- **Natural language region descriptions**:
*** Block opens ***

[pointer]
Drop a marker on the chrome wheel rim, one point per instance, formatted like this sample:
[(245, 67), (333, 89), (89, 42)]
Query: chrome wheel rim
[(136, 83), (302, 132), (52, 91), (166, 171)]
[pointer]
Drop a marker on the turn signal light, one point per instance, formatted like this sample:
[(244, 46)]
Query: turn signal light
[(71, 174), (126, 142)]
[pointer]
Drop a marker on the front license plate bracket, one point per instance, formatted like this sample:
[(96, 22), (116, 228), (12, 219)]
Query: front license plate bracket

*** Block closes ***

- **Task statement**:
Pick out the lines above containing the word "this", then copy them.

- **Response to the task**:
Drop a marker on the chrome wheel rim, one point per instance, formatted like this sample:
Drop a marker on the turn signal light, one point per instance, formatted like this sample:
Drop a marker on the front license plate bracket, one point per instance, formatted like this sample:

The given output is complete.